START SOURCE MATERIAL

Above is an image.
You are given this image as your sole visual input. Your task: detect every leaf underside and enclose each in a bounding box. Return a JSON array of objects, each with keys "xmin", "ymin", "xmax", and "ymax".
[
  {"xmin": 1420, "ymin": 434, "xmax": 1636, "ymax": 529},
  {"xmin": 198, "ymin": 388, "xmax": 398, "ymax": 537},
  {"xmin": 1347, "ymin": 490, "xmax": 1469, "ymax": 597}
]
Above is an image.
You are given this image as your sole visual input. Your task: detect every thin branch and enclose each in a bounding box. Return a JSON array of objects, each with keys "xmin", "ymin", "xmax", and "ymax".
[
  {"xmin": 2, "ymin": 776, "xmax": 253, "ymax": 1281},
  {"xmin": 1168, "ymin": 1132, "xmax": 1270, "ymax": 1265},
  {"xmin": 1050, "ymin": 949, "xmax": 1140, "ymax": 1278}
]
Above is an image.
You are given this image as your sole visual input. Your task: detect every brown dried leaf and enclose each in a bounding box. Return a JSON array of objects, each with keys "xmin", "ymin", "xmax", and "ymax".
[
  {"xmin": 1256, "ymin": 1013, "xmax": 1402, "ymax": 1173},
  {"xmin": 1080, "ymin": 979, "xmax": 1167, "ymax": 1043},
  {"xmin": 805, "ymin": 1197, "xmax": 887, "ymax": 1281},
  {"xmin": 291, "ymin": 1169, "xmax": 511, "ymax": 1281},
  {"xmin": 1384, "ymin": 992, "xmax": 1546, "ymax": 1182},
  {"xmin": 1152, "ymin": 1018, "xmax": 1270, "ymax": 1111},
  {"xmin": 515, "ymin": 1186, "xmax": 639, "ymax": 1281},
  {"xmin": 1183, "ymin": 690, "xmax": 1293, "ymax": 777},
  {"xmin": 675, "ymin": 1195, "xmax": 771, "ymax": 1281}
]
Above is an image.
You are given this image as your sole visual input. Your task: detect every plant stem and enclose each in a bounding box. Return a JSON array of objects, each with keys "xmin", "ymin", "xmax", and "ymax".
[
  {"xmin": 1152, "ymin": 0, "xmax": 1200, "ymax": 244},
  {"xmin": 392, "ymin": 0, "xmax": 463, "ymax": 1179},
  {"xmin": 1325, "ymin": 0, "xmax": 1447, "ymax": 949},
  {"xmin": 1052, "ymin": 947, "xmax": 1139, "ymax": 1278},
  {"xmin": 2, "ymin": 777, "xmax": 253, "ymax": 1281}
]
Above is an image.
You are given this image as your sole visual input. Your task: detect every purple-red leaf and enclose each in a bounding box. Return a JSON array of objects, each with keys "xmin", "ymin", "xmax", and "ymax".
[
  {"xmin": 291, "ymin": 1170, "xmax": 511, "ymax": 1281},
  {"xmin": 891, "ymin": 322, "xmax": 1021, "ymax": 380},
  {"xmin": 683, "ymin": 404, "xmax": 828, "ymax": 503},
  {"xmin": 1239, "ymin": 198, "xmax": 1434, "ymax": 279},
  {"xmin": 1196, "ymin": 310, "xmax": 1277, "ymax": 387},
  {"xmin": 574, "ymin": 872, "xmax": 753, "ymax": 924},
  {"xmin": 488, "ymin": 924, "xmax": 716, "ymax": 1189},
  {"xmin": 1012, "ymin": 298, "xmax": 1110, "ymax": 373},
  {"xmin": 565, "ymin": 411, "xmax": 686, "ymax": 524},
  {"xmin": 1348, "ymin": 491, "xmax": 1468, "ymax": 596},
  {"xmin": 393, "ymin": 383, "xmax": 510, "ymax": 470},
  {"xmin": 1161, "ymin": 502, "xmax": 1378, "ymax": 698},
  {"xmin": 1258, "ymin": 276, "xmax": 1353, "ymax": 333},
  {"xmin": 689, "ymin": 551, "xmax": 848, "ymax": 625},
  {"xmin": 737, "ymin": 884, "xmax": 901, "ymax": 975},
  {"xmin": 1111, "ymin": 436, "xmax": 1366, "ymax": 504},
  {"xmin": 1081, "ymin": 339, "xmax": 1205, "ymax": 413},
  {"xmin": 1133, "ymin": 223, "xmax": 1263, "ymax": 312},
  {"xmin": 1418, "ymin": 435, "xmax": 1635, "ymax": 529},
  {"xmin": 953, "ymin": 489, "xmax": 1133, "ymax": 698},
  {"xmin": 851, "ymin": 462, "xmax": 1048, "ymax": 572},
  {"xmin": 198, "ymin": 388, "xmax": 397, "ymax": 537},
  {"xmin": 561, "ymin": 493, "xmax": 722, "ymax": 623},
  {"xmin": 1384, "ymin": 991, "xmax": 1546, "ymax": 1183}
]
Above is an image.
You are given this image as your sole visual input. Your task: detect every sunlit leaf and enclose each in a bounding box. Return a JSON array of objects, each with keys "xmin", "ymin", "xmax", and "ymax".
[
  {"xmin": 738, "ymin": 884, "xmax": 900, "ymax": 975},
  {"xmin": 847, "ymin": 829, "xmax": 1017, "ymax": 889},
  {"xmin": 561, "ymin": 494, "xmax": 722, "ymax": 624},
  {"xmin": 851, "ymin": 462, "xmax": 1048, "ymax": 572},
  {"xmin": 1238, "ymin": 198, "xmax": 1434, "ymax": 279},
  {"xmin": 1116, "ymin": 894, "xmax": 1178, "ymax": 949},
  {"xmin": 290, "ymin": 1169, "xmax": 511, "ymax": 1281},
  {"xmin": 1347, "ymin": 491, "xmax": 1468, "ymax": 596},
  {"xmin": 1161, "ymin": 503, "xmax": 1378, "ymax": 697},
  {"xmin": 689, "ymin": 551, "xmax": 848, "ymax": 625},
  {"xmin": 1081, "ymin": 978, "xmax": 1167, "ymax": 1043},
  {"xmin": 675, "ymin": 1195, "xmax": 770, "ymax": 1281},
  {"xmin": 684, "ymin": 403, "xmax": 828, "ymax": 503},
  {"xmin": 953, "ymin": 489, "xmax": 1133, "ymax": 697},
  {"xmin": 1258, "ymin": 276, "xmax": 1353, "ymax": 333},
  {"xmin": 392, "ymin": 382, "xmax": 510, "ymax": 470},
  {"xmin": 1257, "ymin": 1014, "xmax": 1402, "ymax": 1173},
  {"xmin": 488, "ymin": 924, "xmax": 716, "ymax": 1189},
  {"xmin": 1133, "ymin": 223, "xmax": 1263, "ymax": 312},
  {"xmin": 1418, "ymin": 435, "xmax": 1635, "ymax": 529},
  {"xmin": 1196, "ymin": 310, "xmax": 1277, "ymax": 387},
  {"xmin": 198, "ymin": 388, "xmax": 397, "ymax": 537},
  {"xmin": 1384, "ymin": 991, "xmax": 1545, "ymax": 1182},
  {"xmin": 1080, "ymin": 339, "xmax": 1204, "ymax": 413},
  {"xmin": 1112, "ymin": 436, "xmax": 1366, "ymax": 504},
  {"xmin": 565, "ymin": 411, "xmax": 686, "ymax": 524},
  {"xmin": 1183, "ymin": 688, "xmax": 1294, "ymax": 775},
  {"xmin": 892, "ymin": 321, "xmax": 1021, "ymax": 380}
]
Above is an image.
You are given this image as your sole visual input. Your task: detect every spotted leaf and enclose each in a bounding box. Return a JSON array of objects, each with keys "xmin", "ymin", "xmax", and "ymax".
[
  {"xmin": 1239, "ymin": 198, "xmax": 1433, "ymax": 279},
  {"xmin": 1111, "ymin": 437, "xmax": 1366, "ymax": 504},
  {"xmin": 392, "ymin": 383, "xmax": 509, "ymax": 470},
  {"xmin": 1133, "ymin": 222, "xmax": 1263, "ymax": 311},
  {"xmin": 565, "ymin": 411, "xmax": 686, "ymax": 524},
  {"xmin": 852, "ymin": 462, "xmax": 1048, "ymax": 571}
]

END SOURCE MATERIAL
START SOURCE MATERIAL

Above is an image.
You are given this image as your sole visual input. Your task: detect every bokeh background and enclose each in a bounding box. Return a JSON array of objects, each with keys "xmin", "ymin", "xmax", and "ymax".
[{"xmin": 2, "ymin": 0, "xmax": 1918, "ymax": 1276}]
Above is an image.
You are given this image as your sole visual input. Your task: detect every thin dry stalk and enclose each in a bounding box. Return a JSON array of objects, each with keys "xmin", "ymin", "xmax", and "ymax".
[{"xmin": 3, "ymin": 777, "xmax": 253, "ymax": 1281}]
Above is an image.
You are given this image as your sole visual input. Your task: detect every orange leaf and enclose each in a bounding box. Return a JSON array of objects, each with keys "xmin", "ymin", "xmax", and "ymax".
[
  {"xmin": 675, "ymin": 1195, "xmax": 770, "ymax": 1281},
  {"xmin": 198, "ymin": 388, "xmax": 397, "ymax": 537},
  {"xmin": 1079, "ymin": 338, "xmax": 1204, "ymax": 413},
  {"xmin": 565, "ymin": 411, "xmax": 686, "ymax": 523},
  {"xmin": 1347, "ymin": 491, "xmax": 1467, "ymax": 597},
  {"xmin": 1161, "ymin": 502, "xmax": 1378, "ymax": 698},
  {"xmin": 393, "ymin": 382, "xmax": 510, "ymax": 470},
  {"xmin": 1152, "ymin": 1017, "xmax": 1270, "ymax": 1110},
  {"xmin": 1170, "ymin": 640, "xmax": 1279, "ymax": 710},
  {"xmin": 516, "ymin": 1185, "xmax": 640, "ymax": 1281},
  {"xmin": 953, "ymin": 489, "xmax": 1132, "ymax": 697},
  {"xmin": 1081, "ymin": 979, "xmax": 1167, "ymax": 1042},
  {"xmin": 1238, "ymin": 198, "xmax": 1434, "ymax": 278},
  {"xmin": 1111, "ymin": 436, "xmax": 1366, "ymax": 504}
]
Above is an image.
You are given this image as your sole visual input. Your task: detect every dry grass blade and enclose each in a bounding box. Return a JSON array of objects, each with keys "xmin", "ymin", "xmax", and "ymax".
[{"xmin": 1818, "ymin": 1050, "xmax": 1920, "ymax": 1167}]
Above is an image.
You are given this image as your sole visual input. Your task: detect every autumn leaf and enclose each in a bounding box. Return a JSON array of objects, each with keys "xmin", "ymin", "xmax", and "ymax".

END SOURCE MATERIAL

__WHAT YOU HAVE TO DO__.
Using the entries above, give again exactly the lines from the line holding "detect every orange" through the line holding "detect every autumn". Include both end lines and nothing else.

__THE ANSWER__.
You are given this image as your sole visual input. Your task: detect every orange leaf and enclose each in a bounding box. Return a JSON array of objects, each with keys "xmin", "ymin", "xmax", and "ymax".
[
  {"xmin": 675, "ymin": 1195, "xmax": 770, "ymax": 1281},
  {"xmin": 198, "ymin": 388, "xmax": 397, "ymax": 537},
  {"xmin": 1079, "ymin": 338, "xmax": 1204, "ymax": 413},
  {"xmin": 565, "ymin": 411, "xmax": 686, "ymax": 523},
  {"xmin": 1347, "ymin": 491, "xmax": 1467, "ymax": 597},
  {"xmin": 1161, "ymin": 502, "xmax": 1378, "ymax": 698},
  {"xmin": 393, "ymin": 382, "xmax": 510, "ymax": 470},
  {"xmin": 1152, "ymin": 1017, "xmax": 1270, "ymax": 1110},
  {"xmin": 1170, "ymin": 640, "xmax": 1279, "ymax": 710},
  {"xmin": 516, "ymin": 1185, "xmax": 640, "ymax": 1281},
  {"xmin": 953, "ymin": 489, "xmax": 1132, "ymax": 697},
  {"xmin": 1081, "ymin": 979, "xmax": 1167, "ymax": 1042},
  {"xmin": 1238, "ymin": 198, "xmax": 1434, "ymax": 278},
  {"xmin": 1111, "ymin": 436, "xmax": 1366, "ymax": 504}
]
Above is an image.
You are given this image as your sole visual input. Your task: detect every dry grass blade and enclose each in a bounding box. Return a JSON array of objects, each with keys "xmin", "ymin", "xmax", and "ymax".
[{"xmin": 1818, "ymin": 1050, "xmax": 1920, "ymax": 1167}]
Above is an image.
You are given this image as your sole visual input. Your task: detect every autumn leaf and enclose each in a bounding box. Return a JSON array of objects, each with keys "xmin", "ymin", "xmax", and "ymax".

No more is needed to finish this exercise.